▶ **Required action**
Only the lines that contain the string "beer" belong in the answer; pull them from the records.

▶ **Stored records**
◇ ◇ ◇ ◇ ◇
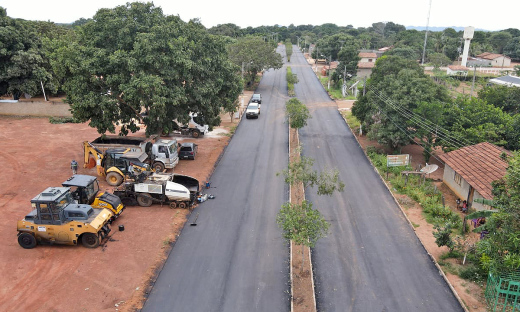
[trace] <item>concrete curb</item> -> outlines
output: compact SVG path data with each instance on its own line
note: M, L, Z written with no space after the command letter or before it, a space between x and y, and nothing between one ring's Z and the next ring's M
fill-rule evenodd
M289 125L288 125L289 126ZM287 153L288 155L288 162L290 163L291 161L291 127L289 126L289 133L288 133L288 140L289 142L289 146L288 146L288 150L289 152ZM292 192L292 187L291 187L291 184L289 184L289 203L292 203L291 201L291 192ZM293 282L293 266L292 266L292 262L293 262L293 250L292 250L292 241L289 242L289 280L291 281L291 312L294 311L294 292L293 292L293 286L294 286L294 282Z
M386 189L388 190L388 192L390 193L390 195L392 195L392 198L394 199L395 203L397 204L397 206L399 207L399 210L401 210L401 213L403 214L403 216L405 217L406 221L408 222L408 224L410 225L410 227L412 228L413 232L415 233L415 237L417 237L417 239L421 242L421 246L423 247L424 251L428 254L428 256L430 257L431 261L433 262L433 264L435 265L435 267L437 268L437 270L439 271L439 274L444 278L444 281L446 282L446 284L448 284L448 287L451 289L453 295L455 296L455 298L457 298L457 300L459 301L459 304L461 305L461 307L464 309L464 311L466 312L469 312L469 310L467 309L466 307L466 304L464 303L464 301L462 301L462 299L460 298L459 294L457 293L457 291L455 290L455 288L453 287L453 285L450 283L450 281L448 280L448 277L446 276L446 274L444 274L444 271L442 270L441 266L437 263L437 260L435 260L435 258L433 257L433 255L426 249L426 247L424 247L424 243L423 241L421 240L421 238L417 235L416 231L415 231L415 227L413 226L413 223L412 221L410 221L410 219L408 218L408 216L406 215L406 212L404 211L403 207L401 206L401 204L399 204L399 201L397 200L397 198L394 196L394 193L391 191L390 187L388 186L388 184L386 183L385 179L383 178L383 176L381 176L381 174L379 173L379 170L377 170L376 166L374 166L374 164L372 163L372 160L370 159L370 157L368 157L367 153L365 152L365 150L363 149L363 147L361 146L361 143L359 143L359 140L357 138L357 136L354 134L354 131L352 130L352 128L350 128L350 125L348 124L347 120L343 117L343 115L341 114L341 112L338 110L338 113L340 114L341 118L343 119L343 121L345 121L345 124L347 125L347 127L350 129L350 131L352 132L352 134L354 135L354 138L356 139L356 142L358 144L358 146L361 148L361 150L363 151L363 154L365 154L365 157L368 159L368 161L370 162L370 164L372 165L372 168L374 168L374 171L377 172L377 175L379 176L379 178L381 179L381 181L383 181L383 184L385 185Z

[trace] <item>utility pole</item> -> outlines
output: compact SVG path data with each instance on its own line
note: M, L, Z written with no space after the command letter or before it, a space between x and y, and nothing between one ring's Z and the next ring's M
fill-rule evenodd
M330 71L332 70L332 54L330 55L329 60L329 72L327 73L327 76L329 78L329 81L327 82L327 90L330 90Z
M426 33L424 34L424 46L423 46L423 52L422 52L421 65L424 65L424 55L426 54L426 41L428 40L428 26L430 25L431 10L432 10L432 0L430 0L430 8L428 9L428 18L426 19Z
M473 67L473 83L471 84L471 93L469 94L469 97L473 97L473 90L475 89L475 74L477 73L477 66Z

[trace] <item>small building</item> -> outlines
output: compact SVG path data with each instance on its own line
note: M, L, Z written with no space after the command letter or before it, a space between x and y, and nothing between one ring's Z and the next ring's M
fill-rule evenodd
M338 68L338 65L339 65L339 62L334 61L334 62L331 62L330 65L323 66L323 68L321 69L321 75L327 76L329 74L329 70L331 70L331 69L336 70L336 68Z
M502 54L484 52L476 55L476 59L479 63L482 63L483 60L485 64L491 67L511 67L511 58Z
M467 76L469 68L462 65L449 65L446 69L446 74L449 76Z
M489 79L489 82L497 84L497 85L520 88L520 77L516 77L516 76L508 75L508 76L503 76L503 77L497 77L497 78Z
M503 178L508 167L502 154L511 153L494 144L483 142L440 155L445 163L443 182L468 207L476 210L490 209L476 203L475 198L493 199L491 182Z
M358 62L358 68L356 75L359 78L368 78L372 73L372 68L376 64L377 58L380 56L376 52L359 52L361 58Z

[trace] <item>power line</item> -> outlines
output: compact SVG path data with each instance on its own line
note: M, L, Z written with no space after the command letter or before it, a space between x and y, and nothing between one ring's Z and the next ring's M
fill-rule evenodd
M495 163L486 162L485 158L487 157L487 155L482 154L482 152L479 149L475 148L474 146L471 146L473 144L469 143L467 140L463 139L466 142L460 141L459 139L450 135L449 131L443 129L442 127L431 122L430 120L428 120L412 111L409 111L408 109L404 108L401 105L393 103L393 101L391 99L389 99L387 96L382 94L382 92L375 89L374 87L369 86L369 91L372 91L372 93L374 95L376 95L384 104L388 105L391 109L393 109L394 111L399 113L401 116L413 121L415 125L417 125L419 127L424 127L423 129L426 128L425 130L428 130L431 133L435 133L436 137L440 137L441 139L444 139L445 141L451 143L457 149L461 149L462 147L465 147L465 149L461 150L461 151L463 153L466 153L467 155L471 155L471 158L478 161L480 164L490 164L492 167L495 168L495 170L501 169ZM392 124L394 124L394 126L396 126L398 129L400 129L402 132L404 132L408 137L410 137L412 142L420 145L423 149L426 150L426 148L424 146L422 146L421 144L419 144L415 141L415 136L412 136L409 133L409 131L405 131L401 127L399 127L387 114L384 114L384 115L387 116L388 120L390 120L390 122L392 122ZM435 129L433 128L433 126L435 126ZM439 131L439 129L440 129L440 131ZM434 130L435 130L435 132L433 132ZM466 144L464 144L464 143L466 143ZM470 150L473 151L474 153L470 154L470 152L469 152ZM442 162L442 160L440 160L439 158L434 156L432 153L429 153L429 154ZM477 158L475 156L477 156Z

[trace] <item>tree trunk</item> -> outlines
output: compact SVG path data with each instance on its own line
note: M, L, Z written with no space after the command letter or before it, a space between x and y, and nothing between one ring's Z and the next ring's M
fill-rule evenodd
M305 245L302 244L302 269L300 270L300 273L303 273L303 263L305 262Z

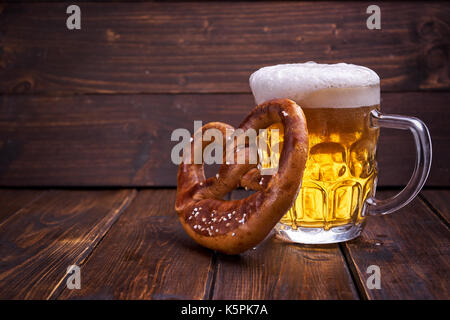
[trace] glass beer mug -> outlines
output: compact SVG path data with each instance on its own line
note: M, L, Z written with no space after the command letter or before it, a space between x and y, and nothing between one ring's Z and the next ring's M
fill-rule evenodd
M413 117L380 111L380 79L365 67L350 64L277 65L250 77L257 104L271 99L294 100L303 110L309 156L302 187L292 208L275 227L291 242L334 243L359 236L367 215L388 214L408 204L423 187L431 165L427 127ZM396 196L375 198L375 152L381 127L409 129L416 144L416 163L407 186ZM277 153L270 132L278 129ZM268 152L277 158L283 147L281 123L269 127ZM269 163L270 161L262 161ZM273 163L273 162L272 162Z

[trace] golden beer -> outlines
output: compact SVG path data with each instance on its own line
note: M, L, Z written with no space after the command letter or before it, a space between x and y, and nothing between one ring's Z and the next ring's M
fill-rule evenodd
M294 206L281 223L323 228L362 222L362 209L376 181L375 146L379 129L370 126L370 111L378 105L357 108L303 108L309 135L309 156L302 187ZM280 133L281 123L269 127ZM269 144L267 156L271 154Z
M287 98L306 117L309 155L302 186L292 208L275 227L277 235L300 243L352 239L362 230L366 199L377 181L375 151L379 129L371 112L379 109L380 79L365 67L301 63L264 67L250 77L256 103ZM272 151L271 129L278 129L278 152ZM269 127L266 159L279 158L282 124ZM300 179L300 177L299 177Z

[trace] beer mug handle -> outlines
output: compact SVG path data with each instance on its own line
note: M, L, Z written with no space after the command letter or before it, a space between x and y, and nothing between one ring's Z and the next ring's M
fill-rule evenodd
M411 202L422 189L431 167L431 137L425 124L414 117L371 112L371 125L380 128L409 129L416 144L416 162L413 174L406 187L397 195L386 200L374 197L367 199L369 215L383 215L394 212Z

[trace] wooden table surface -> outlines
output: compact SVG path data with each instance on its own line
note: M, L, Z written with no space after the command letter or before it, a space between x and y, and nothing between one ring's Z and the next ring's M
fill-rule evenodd
M177 220L175 192L0 189L0 298L450 298L450 190L424 190L395 214L369 217L347 243L272 237L239 256L195 244ZM79 290L66 287L69 265L81 267ZM366 288L370 265L380 267L379 290Z

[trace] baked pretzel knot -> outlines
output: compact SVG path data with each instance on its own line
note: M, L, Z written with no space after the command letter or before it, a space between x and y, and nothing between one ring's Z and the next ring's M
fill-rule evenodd
M308 132L301 108L288 99L268 101L255 107L239 128L258 132L277 122L284 126L284 144L278 171L272 176L261 176L255 164L228 165L224 161L216 177L205 179L203 164L193 164L195 146L191 143L192 164L183 161L178 169L175 210L184 230L200 245L226 254L244 252L261 242L294 203L308 156ZM226 129L234 129L211 122L195 134L210 128L222 132L224 146ZM202 152L211 142L203 141ZM249 147L234 151L235 157L240 152L248 155ZM239 185L258 191L245 199L222 200Z

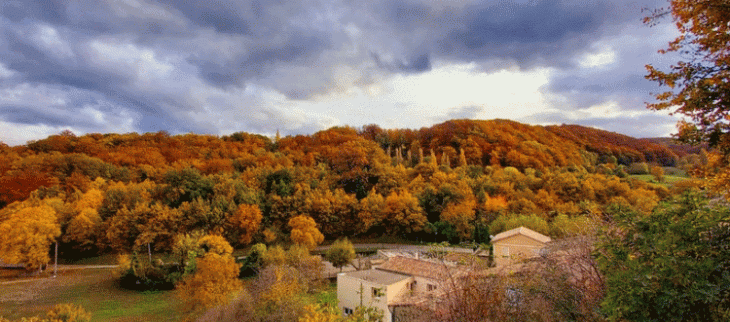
◇ ◇ ◇ ◇ ◇
▶ **Exercise result**
[trace] glass beer mug -> outlines
[trace] golden beer -> outlines
[trace] beer mug handle -> outlines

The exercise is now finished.